WHAT THE TASK ASKS:
Output every record precisely.
INFORMATION SHOWN below:
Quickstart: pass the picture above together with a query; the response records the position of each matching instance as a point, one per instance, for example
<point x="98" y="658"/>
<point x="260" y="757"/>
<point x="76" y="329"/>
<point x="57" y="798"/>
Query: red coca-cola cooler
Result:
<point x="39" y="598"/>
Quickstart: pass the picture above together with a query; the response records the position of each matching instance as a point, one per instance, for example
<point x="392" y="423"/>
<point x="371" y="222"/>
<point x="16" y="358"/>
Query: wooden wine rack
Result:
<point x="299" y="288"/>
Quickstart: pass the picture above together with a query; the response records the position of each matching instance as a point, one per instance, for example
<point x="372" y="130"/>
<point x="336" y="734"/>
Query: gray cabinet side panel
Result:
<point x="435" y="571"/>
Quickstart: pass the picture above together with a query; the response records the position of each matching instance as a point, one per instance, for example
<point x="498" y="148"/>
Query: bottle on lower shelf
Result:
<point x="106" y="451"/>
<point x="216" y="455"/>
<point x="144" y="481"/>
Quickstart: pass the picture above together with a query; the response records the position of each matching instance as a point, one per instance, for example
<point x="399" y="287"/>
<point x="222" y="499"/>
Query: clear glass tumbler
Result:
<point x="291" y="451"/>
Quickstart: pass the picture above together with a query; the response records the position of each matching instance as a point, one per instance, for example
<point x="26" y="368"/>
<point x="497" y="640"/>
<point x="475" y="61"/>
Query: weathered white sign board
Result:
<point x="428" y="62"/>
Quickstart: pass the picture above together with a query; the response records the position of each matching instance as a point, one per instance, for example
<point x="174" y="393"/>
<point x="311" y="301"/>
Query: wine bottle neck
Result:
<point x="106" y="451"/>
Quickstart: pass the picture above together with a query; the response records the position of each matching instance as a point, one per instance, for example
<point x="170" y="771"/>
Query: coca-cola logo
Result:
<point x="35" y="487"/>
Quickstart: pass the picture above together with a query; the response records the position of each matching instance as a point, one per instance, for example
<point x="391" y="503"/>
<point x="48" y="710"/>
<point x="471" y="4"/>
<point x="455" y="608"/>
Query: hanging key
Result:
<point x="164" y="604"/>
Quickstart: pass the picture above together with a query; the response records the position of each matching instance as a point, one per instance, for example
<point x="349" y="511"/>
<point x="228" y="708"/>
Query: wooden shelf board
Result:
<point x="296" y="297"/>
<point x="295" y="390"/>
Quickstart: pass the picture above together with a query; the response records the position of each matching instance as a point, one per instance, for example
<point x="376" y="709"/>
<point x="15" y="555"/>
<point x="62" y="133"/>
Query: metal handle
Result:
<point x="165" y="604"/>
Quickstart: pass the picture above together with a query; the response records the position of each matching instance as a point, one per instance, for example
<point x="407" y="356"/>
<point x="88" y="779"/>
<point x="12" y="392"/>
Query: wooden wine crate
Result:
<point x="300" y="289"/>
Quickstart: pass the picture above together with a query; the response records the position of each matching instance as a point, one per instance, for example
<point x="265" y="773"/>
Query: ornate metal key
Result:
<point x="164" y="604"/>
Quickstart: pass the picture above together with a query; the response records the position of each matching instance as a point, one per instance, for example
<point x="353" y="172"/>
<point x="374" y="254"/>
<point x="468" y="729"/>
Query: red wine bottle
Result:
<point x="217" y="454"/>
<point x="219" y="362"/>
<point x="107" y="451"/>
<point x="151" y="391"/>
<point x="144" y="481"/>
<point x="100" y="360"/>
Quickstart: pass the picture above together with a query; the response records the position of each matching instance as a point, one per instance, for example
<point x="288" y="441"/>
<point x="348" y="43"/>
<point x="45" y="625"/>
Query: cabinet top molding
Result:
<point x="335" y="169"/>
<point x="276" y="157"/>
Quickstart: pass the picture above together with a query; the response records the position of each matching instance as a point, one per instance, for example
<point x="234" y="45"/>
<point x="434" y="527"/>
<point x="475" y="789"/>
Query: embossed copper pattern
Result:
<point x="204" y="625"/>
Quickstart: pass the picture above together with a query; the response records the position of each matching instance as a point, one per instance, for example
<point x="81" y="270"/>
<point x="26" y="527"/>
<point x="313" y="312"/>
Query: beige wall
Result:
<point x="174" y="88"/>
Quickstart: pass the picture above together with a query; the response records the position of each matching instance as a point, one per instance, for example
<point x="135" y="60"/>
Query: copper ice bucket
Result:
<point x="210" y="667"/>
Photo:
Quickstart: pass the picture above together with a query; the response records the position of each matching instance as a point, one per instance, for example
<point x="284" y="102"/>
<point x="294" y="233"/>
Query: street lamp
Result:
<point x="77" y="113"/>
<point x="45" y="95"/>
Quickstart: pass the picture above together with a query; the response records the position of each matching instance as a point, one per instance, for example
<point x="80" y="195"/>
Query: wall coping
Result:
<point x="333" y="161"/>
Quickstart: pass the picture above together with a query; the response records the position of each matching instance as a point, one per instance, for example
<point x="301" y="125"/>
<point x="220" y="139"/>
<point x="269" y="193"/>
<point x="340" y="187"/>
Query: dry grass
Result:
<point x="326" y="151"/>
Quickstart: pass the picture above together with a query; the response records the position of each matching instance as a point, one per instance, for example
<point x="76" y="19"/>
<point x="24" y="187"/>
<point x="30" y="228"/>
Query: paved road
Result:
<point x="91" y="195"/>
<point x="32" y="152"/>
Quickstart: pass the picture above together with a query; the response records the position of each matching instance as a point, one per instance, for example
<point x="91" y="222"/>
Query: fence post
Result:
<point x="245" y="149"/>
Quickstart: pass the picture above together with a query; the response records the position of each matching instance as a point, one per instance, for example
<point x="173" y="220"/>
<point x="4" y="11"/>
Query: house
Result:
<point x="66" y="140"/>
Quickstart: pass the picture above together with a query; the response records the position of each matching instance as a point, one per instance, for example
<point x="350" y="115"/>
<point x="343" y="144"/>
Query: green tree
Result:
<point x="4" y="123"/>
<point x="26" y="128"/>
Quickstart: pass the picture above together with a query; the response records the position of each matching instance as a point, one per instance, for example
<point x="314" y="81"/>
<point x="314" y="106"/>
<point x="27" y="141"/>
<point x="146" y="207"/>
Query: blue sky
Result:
End of INFORMATION SHOWN.
TASK OUTPUT:
Quickstart: pass the picture above together with a query; the response records the position of each matching instance as a point, one per instance, for example
<point x="98" y="658"/>
<point x="260" y="757"/>
<point x="76" y="329"/>
<point x="57" y="798"/>
Query: red coca-cola cooler
Result:
<point x="39" y="598"/>
Quickstart: pass the picture above together with a query; the response records the position of each matching instance as a point, one per instance, for example
<point x="392" y="423"/>
<point x="371" y="222"/>
<point x="16" y="358"/>
Query: wooden wine rack
Result:
<point x="299" y="288"/>
Quickstart: pass the picture above together with a query; the response records the position of each matching instance as a point, one per instance, for example
<point x="372" y="130"/>
<point x="336" y="734"/>
Query: gray cabinet side panel
Result:
<point x="435" y="571"/>
Quickstart: pass the picture above together with a query; the response records the position of each matching instance as a point, one per instance, for example
<point x="498" y="148"/>
Query: bottle on lower shelf
Result:
<point x="106" y="451"/>
<point x="216" y="455"/>
<point x="144" y="481"/>
Quickstart: pass the picture above together with a query; the response records the position of each matching instance as a point, one per instance, for example
<point x="399" y="287"/>
<point x="222" y="499"/>
Query: clear glass tumbler
Result:
<point x="291" y="451"/>
Quickstart: pass the picture above together with a query; the response records the position of each matching instance as a point, one per instance, for example
<point x="26" y="368"/>
<point x="497" y="640"/>
<point x="475" y="61"/>
Query: weathered white sign board
Result:
<point x="428" y="62"/>
Quickstart: pass the picture above together with a query; the response records the position of each matching instance as a point, one per instance, for example
<point x="174" y="393"/>
<point x="311" y="301"/>
Query: wine bottle neck
Result:
<point x="106" y="451"/>
Quickstart: pass the picture above together with a query; the response records the position of each matching instance as a point, one per instance, for example
<point x="170" y="771"/>
Query: coca-cola logo
Result:
<point x="35" y="487"/>
Quickstart: pass the picture above together with a query; the response records the position of each matching instance as a point, one per instance, for example
<point x="391" y="503"/>
<point x="48" y="710"/>
<point x="471" y="4"/>
<point x="455" y="608"/>
Query: hanging key
Result:
<point x="164" y="604"/>
Quickstart: pass the picture above together with a query; the response records the position of each matching instance as a point, one per instance, for example
<point x="349" y="511"/>
<point x="228" y="708"/>
Query: wooden shelf board
Result:
<point x="296" y="297"/>
<point x="295" y="390"/>
Quickstart: pass the picture above together with a query; the response records the position of each matching instance as a point, one per instance, for example
<point x="376" y="709"/>
<point x="15" y="555"/>
<point x="62" y="133"/>
Query: metal handle
Result:
<point x="165" y="604"/>
Quickstart: pass the picture above together with a query; the response records the position of each matching instance as a point, one per instance, for example
<point x="407" y="356"/>
<point x="88" y="779"/>
<point x="12" y="392"/>
Query: wooden wine crate
Result:
<point x="300" y="289"/>
Quickstart: pass the picture above together with a query; the response records the position of each matching instance as a point, one per instance, for example
<point x="265" y="773"/>
Query: ornate metal key
Result:
<point x="164" y="604"/>
Quickstart: pass the picture above together with a query; the response records the position of each matching instance as a point, one per instance, for example
<point x="353" y="172"/>
<point x="374" y="254"/>
<point x="468" y="729"/>
Query: red wine bottle
Result:
<point x="217" y="454"/>
<point x="219" y="362"/>
<point x="107" y="451"/>
<point x="151" y="391"/>
<point x="144" y="481"/>
<point x="100" y="360"/>
Quickstart: pass the picture above together with a query; the response records the position of each matching instance as a point, one per instance, for example
<point x="288" y="441"/>
<point x="348" y="43"/>
<point x="45" y="625"/>
Query: cabinet top molding
Result:
<point x="335" y="169"/>
<point x="276" y="157"/>
Quickstart: pass the picture above together with a query; the response records the position of each matching instance as a point, one per instance, for example
<point x="234" y="45"/>
<point x="434" y="527"/>
<point x="475" y="789"/>
Query: embossed copper pattern
Result:
<point x="204" y="625"/>
Quickstart: pass the picture above together with a query; the response records the position of each matching instance as a point, one per instance, for example
<point x="81" y="270"/>
<point x="26" y="527"/>
<point x="313" y="312"/>
Query: beige wall
Result:
<point x="174" y="88"/>
Quickstart: pass the picture above together with a query; the response records the position of each matching instance as a point, one per instance, for example
<point x="135" y="60"/>
Query: copper ice bucket
Result:
<point x="210" y="667"/>
Photo:
Quickstart: pass the picture above together with a query; the response records the position of each matching instance as a point, one per instance, for example
<point x="284" y="102"/>
<point x="294" y="233"/>
Query: street lamp
Result:
<point x="77" y="113"/>
<point x="45" y="95"/>
Quickstart: pass the picture above together with a query; the response records the position of each matching instance as a point, one per instance, for example
<point x="80" y="195"/>
Query: wall coping
Result:
<point x="333" y="161"/>
Quickstart: pass the picture above together with a query; the response records the position of each matching instance as a point, one per instance, for example
<point x="301" y="125"/>
<point x="220" y="139"/>
<point x="269" y="193"/>
<point x="340" y="187"/>
Query: dry grass
Result:
<point x="326" y="151"/>
Quickstart: pass the picture above together with a query; the response records the position of each matching instance as a point, one per instance, for example
<point x="76" y="19"/>
<point x="24" y="187"/>
<point x="30" y="228"/>
Query: paved road
Result:
<point x="91" y="195"/>
<point x="32" y="152"/>
Quickstart: pass the picture above together with a query; the response records the position of each matching instance as a point, one per instance, for example
<point x="91" y="222"/>
Query: fence post
Result:
<point x="245" y="149"/>
Quickstart: pass the picture above together with a query; the response records the position of each matching instance as a point, one per instance, for example
<point x="173" y="220"/>
<point x="4" y="11"/>
Query: house
Result:
<point x="66" y="140"/>
Quickstart: pass the picture above together with a query; the response records the position of each matching instance as a point, one per instance, for example
<point x="350" y="115"/>
<point x="343" y="144"/>
Query: green tree
Result:
<point x="4" y="123"/>
<point x="26" y="128"/>
Quickstart: pass the picture above together with a query; the response records the position of each matching instance as a point, one per instance, for example
<point x="314" y="81"/>
<point x="314" y="106"/>
<point x="27" y="141"/>
<point x="146" y="207"/>
Query: blue sky
Result:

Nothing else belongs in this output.